_STATED EXERCISE_
Extract all of the entries and set them down verbatim.

_MATERIAL_
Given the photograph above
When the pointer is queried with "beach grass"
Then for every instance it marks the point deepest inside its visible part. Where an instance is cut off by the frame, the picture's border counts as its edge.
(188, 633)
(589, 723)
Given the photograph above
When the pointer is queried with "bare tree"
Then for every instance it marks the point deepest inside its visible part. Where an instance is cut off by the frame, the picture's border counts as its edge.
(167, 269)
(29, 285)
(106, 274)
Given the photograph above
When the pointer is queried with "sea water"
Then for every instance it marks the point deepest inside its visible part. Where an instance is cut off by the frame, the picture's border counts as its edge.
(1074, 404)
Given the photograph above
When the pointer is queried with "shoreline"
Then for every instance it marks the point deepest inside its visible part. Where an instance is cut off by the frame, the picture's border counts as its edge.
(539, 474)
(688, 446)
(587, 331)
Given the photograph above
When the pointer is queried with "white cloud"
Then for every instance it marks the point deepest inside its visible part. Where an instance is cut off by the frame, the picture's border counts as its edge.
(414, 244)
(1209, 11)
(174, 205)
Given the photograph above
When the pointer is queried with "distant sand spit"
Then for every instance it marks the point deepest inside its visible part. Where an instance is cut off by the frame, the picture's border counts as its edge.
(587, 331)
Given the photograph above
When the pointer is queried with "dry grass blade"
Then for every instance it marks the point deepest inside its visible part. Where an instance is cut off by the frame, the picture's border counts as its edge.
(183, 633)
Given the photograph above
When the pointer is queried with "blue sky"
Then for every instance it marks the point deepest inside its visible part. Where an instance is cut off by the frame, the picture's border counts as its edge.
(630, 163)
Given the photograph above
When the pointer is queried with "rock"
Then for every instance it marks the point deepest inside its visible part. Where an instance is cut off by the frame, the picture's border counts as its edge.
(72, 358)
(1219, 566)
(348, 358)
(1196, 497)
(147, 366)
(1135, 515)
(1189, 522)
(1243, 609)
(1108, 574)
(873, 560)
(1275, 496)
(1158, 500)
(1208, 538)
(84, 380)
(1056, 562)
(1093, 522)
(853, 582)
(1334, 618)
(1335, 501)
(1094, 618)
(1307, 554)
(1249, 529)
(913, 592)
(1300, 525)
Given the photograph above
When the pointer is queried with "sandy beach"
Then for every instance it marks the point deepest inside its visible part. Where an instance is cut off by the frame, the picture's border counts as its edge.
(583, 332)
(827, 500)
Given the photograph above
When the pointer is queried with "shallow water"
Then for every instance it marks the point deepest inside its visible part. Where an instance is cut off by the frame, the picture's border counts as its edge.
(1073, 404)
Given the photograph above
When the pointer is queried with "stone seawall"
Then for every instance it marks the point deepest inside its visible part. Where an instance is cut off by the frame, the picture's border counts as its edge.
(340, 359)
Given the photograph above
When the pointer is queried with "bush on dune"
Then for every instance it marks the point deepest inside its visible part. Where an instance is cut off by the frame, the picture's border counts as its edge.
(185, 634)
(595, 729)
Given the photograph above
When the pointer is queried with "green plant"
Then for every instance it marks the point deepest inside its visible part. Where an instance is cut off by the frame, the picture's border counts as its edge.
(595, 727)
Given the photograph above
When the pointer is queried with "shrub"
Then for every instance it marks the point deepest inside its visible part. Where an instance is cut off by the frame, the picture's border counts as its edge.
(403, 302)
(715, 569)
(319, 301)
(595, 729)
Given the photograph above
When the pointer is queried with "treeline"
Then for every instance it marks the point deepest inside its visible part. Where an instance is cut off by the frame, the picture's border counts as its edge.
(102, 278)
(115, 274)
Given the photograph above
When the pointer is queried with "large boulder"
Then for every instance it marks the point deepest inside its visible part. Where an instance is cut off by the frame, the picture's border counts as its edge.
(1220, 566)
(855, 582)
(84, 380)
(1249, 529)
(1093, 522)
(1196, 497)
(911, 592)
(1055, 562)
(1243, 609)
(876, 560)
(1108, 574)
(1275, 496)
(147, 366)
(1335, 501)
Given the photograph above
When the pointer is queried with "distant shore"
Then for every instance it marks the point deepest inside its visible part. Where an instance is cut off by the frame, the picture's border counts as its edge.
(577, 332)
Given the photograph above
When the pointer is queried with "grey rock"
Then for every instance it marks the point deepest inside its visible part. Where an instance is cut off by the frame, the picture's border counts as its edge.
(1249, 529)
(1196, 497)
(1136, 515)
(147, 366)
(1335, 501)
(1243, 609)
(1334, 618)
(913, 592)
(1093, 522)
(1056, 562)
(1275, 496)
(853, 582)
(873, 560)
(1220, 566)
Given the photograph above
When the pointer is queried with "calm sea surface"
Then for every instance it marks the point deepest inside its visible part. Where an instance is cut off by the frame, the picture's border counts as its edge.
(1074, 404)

_WORKED ANSWER_
Given the photograph above
When the pointer is queried with "beach grass"
Then for every instance it marks the point deepest inside its visible part. Where an instance is cut off by the frame, the picture's border counts as its edge.
(188, 633)
(589, 723)
Given the photograph above
When the pointer is queried with "bare tree"
Then for every instance it marks the point deepest inside its visible part. Where an instance is cut off by the frame, the picture's border counts as its edge.
(167, 269)
(29, 285)
(106, 274)
Given the photograph above
When the pointer is queried with "sea water"
Then for every instance it marks the point deepest inside its visible part. Where an instance is cut off by the frame, the picture's border counts as its edge.
(1074, 404)
Given the photograph above
When the pointer is queried with "shoreline"
Then for every instance it marks the point deepest inside its visible part. Where an instance is cut off by the frame, the picture's border counts as its edge.
(539, 474)
(688, 446)
(587, 331)
Given the photograph above
When the pointer is queried with "white cloud"
Then for every instance it marks the point deepest inside its visible part. Where an instance is cut off by the frame, the picture's border counts as its edge.
(414, 244)
(1209, 11)
(174, 205)
Given the photograph above
When the pointer is queried with "distant sand spit"
Then for every instance it marks the point deepest inside its visible part. Where an instance is cut off by the frame, the picture's border counts as its edge.
(587, 331)
Given the photograph above
When the pointer is queried with "dry grass blade"
Then for every instance it marks the point deepest inside its visible part. Where an instance is cut off by the frame, the picture's border counts as its edge.
(183, 633)
Given the photograph above
When the pointer is queried with "blue sky"
Then for every instance it marks the point deepest inside its visible part. Where an instance is cut off by the frame, the picture's border counts as its edge.
(630, 163)
Given the photograph above
When the pointer is queried with "rock"
Then for every instance it marks the point deepest inside its visible part. Where an instance is cut off by the frame, the picture's border counts as its edge.
(72, 358)
(1219, 566)
(348, 358)
(1196, 497)
(147, 366)
(1135, 515)
(1189, 522)
(1243, 609)
(1108, 574)
(873, 560)
(1275, 496)
(1158, 500)
(1208, 538)
(84, 380)
(1056, 562)
(1093, 522)
(853, 582)
(1334, 618)
(1335, 501)
(1094, 618)
(1307, 554)
(1249, 529)
(913, 592)
(1300, 525)
Given the photograph above
When the pointer is queried with "sandy beach"
Then for every instance it marks the point deepest inside its visible part. Where an instance is cut off by the frame, the picture's border counts as its edge.
(583, 332)
(827, 500)
Given the photograph above
When the pointer is queried with "shallow water"
Then for every instance it marks the point deepest inside its visible part. Where an instance is cut off by the frame, the picture's border counts as its edge.
(1073, 404)
Given the photograph above
When the pointer is queried with "stone seawall"
Then for every instance it marks the point deepest inside its visible part. Where an instance is cut off by the frame, the picture's border counts as its edge.
(340, 359)
Given the photograph above
When the pointer is queried with "bush on dune"
Then for every instance it marks the point deepest inside its visible part. Where an instance is cut off by the frame, the picture's border counts as its edge.
(185, 634)
(595, 729)
Given the photograph above
When the pointer is queried with "green plant"
Then for every instance it marks the point deepest inside its visible part. Where an instance is cut off by the frame, the picture's border counts as its edge.
(595, 727)
Given the photograph above
When the pointer is queried with "shrub"
Then for every instance it marks the point deepest inside its visible part. Where an instance is cut off by the frame, the picture's border counts as its edge.
(403, 302)
(715, 569)
(319, 301)
(595, 729)
Given the photograph above
When the pointer is queried with "treeline"
Then for every instance it marks the point deepest inside its visible part. Where an instance is cut off by the frame, the picture's border counts as its edge.
(102, 278)
(115, 274)
Given the photograph above
When the pointer is queried with "large boulder"
Then for every instance it marks the point deepest inside its visible part. Where an instance is cut off by the frame, the picture's border counts as its edge.
(1220, 566)
(855, 582)
(84, 380)
(1249, 529)
(1093, 522)
(1196, 497)
(911, 592)
(1055, 562)
(1243, 609)
(876, 560)
(1108, 574)
(1275, 496)
(147, 366)
(1335, 501)
Given the photograph above
When the pointer is queried with "distant shore"
Then for every instance it marks the point deepest inside its visible part. Where an instance is cut off by the frame, the picture's border counts as its edge.
(577, 332)
Given the photograph above
When the pointer is queried with "grey rock"
Then for every instance it marks the point deepest inside its visible part. Where an instance is cut off by the frame, the picture's border counts as its edge.
(1249, 529)
(1196, 497)
(1136, 515)
(147, 366)
(1335, 501)
(1243, 609)
(1334, 618)
(913, 592)
(1093, 522)
(1056, 562)
(1275, 496)
(853, 582)
(873, 560)
(1220, 566)
Given the photograph above
When the pointer is queried with "calm sea surface"
Then for every instance it marks the point deepest inside its visible part. Where an instance is cut off by the frame, the picture's border counts as its edge.
(1074, 404)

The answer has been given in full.